PROBLEMA: Puoi proseguire il brano sui comitati in lotta contro le grandi opere, riportato qui sotto prima delle voci, scrivendo il seguito a partire da dove si interrompe?

==== BRANO CITATO

II. Il valore civico che risiede nei tanti piccoli (ma a volte non così piccoli) comitati, movimenti, associazioni, reti di comunità in lotta contro questo tipo di sviluppo regressivo risiede tuttavia in qualcosa di più, e di preliminare: l’esperienza gioiosa della ritrovata comunità da opporre alla galoppante virtualizzazione e privatizzazione delle esistenze. Come dichiarato in un’intervista: «Eravamo abituati, anche per via della politica degli ultimi anni, ad essere egoisti, frenetici, individualisti e competitivi. Questa esperienza ci ha cambiato, ha cambiato anche i nostri rapporti sociali» (p. 63). Nei presidi permanenti come pure nella resistenza agli espropri e all’arrivo dei mezzi di avvio delle grandi opere le forme di vita e le forme di militanza possono incontrarsi, sovrapporsi e contaminarsi a vicenda. Si va qui a rompere la separatezza che sussiste normalmente tra la sfera pubblica e l’esistenza privata: i rapporti umani quotidiani tornano a ripoliticizzarsi, umanizzando al contempo quelli politici e andando così a ridefinire il contorno di quelle che sono le proprie famiglie intese come nuclei affettivi. Un’esperienza trasformativa che in molte realtà si rivela anche essere un formidabile terreno di protagonismo ed emancipazione femminile, come ben emerge dalle parole raccolte da un’attivista No Muos: «In Sicilia, nei paesi come questi, la donna ha ancora quel ruolo di mamma e casalinga (per cui) il fatto che [i comitati di mamme] si muovevano e venivano lì alle 5 del mattino lasciando a casa i figli, e che il marito portava a scuola i figli è stata anche una rivoluzione. Anche se perdiamo questa lotta, comunque a Niscemi c’è stata una rivoluzione sociale che nessuno si aspettava. Non è il fatto che si blocchi o si faccia (il MUOS), ma il fatto che si è sedimentata la capacità di vedere oltre a ciò che la società ti impone». (p. 68)

========
==== DATI GREZZI

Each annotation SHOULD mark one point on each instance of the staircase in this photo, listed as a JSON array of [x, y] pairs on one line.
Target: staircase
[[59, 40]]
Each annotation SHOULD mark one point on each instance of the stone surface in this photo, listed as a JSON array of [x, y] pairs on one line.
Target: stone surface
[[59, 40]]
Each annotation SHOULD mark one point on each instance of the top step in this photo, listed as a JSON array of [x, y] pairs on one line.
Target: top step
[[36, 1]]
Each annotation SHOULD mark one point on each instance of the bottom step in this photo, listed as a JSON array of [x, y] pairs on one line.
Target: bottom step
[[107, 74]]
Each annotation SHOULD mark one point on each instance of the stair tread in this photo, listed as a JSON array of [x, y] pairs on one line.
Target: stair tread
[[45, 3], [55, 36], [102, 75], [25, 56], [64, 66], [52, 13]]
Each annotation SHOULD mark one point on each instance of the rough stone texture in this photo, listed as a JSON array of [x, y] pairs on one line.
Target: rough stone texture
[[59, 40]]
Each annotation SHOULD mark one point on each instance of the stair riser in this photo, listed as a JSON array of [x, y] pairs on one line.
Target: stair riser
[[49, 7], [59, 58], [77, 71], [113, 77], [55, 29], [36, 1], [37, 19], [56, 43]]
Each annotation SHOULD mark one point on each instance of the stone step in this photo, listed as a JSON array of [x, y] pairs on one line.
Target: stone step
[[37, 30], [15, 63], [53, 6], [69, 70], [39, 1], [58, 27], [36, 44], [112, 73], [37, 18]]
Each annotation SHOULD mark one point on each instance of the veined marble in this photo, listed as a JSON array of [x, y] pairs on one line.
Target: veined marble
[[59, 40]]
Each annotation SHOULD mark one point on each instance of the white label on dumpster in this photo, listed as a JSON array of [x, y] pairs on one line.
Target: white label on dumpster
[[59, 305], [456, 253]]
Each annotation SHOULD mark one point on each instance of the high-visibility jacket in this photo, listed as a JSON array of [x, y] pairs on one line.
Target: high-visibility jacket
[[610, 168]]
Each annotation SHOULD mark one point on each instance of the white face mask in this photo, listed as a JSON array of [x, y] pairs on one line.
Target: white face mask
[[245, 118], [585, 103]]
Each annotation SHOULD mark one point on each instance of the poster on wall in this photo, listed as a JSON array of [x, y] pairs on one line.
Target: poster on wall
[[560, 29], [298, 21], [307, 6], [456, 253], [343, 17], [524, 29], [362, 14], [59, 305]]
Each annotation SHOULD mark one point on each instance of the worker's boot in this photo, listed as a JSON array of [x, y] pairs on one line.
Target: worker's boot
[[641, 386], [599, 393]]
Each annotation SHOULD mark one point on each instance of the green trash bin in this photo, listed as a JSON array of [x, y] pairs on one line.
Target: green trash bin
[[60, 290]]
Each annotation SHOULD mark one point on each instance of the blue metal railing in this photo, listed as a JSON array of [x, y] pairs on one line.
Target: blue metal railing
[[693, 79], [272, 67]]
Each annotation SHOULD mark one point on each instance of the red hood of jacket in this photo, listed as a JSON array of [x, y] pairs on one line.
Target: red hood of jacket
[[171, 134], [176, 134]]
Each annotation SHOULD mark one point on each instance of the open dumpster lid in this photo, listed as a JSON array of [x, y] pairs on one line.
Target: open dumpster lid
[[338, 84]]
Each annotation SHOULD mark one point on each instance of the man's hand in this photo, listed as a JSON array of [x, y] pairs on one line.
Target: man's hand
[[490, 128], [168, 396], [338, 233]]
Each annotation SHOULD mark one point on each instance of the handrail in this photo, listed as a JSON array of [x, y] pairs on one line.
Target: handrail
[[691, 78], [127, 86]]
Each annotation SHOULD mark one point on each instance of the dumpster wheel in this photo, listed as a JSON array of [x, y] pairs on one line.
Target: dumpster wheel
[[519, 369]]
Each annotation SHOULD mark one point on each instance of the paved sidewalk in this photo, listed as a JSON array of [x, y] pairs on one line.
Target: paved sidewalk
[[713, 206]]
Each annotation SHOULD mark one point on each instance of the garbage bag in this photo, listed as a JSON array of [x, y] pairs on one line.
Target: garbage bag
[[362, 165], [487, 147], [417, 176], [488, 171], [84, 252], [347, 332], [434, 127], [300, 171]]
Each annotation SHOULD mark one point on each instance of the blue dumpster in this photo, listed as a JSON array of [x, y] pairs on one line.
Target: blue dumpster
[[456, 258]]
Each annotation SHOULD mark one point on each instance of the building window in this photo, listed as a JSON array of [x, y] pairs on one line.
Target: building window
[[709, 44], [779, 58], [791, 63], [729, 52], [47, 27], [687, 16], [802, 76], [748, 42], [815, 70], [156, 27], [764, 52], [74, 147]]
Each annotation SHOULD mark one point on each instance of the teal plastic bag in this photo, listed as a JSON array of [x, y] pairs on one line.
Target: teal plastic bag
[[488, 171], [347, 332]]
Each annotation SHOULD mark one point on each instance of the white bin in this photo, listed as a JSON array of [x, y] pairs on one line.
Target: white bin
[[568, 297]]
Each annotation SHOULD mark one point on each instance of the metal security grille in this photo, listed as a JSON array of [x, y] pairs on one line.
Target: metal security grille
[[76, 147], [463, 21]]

========

PROBLEMA RISOLTO:
La capacità di generare nuovi attori collettivi che le lotte ambientali hanno avuto negli ultimi due decenni (a volte saldandosi con istanze pacifiste e antimilitariste, come nel caso dell’opposizione al Muos o al progetto di una base militare nei pressi di Pisa) ne spiega anche l’importanza storica per più di una generazione di militanti e attivisti. Laddove il conflitto capitale-lavoro non si presentava più con la chiarezza e l’intensità dirompente che aveva avuto nel Novecento, i territori in lotta contro le grandi opere hanno rappresentato una palestra di formazione politica e una fonte di immaginario ribelle che ne ha fatto in parte le veci, pur tra contraddizioni e limiti. Nelle esperienze di lotta ideologicamente più mature, o nei contesti in cui alcuni attori politici e sindacali hanno saputo praticare una convergenza virtuosa, si può tuttavia osservare che è stata proprio la vertenza territoriale a riattivare o a ripoliticizzare il conflitto tra lavoratori e imprese. Lo si può evincere, ad esempio, dall’assunzione di istanze ambientali da parte della Lega dei cavatori di Carrara, o dalla scelta di USB Piombino di indire uno sciopero provinciale contro il rigassificatore nell’ottobre 2022.
La riduzione degli orari e dei ritmi di lavoro a parità di salario nell’industria estrattiva ci viene opportunamente indicato come un terreno di convergenza privilegiato tra i movimenti ecologisti e i lavoratori, permettendo di uscire dalla logica dicotomica che vede i lavoratori ora come vittime dei processi estrattivi al pari dei loro concittadini, ora come carnefici del loro stesso territorio. C’è a questo riguardo tutta una storia da disseppellire e reinterrogare, quella dell’ecologismo operaio, delle lotte per la difesa della salute e dell’ambiente sostenute dalle organizzazioni sindacali e dai lavoratori, come nel caso dei processi intentati delle vittime di amianto e dai loro famigliari. Un altro terreno su cui poter costruire positive alleanze, per l’evidente urgenza ecologica e sanitaria che vi si accompagna e per l’opportunità di creare occupazione davvero al servizio della comunità, è il tema delle bonifiche delle tante aree avvelenate dagli scarti industriali che ritroviamo in quasi tutte le regioni italiane ormai.
Degna di interesse è anche la parte del saggio dedicata alla fisionomia che assumono le mobilitazioni a salvaguardia dei territori sia sul piano della dialettica con le istituzioni che in relazione ai media. Il carattere eterogeneo a livello di classe e di posizionamento politico di questi movimenti viene riconosciuto dall’autrice, la quale tuttavia indica nell’antifascismo (a mio avviso, con una qualche forzatura, o in virtù di un ventaglio di situazioni prese in esame che risultano più o meno permeate da una componente di sinistra, moderata o radicale) e nell’antiautoritarismo un elemento di riconoscimento comune.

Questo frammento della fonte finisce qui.